▶ [Task prompt] Write out each line word for word. Drop pictures.

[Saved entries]
— BEGIN —
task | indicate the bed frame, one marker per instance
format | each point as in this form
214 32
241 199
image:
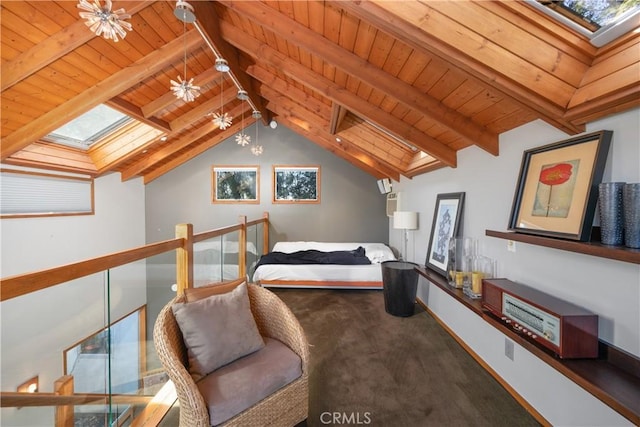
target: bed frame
320 284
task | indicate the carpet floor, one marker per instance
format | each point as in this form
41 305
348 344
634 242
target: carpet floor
371 368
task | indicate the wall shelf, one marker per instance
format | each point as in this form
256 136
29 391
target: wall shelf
614 377
594 248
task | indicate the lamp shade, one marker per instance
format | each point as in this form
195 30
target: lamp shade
405 220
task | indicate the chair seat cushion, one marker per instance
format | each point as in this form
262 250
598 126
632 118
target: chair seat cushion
239 385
— END —
▶ [Exercise output]
task | indicate the bed frame, one marker per instance
format | each point as in this form
214 32
241 199
image:
target: bed frame
320 284
task | indicate the carpet floor, one marker per instance
format | each point as in this form
41 305
348 344
634 242
target: carpet floor
371 368
task | indicate the wall shelf, one marker per instance
format | each point as in this form
256 136
29 391
target: wall shelf
614 377
594 248
task | indicate the lamp shade, one marker per instance
format | each point as in this form
195 30
target: lamp shade
405 220
task | indicate the chair seat cushion, one marker per instance
format | each point as in this form
262 250
598 126
632 118
target: chair seat cushion
239 385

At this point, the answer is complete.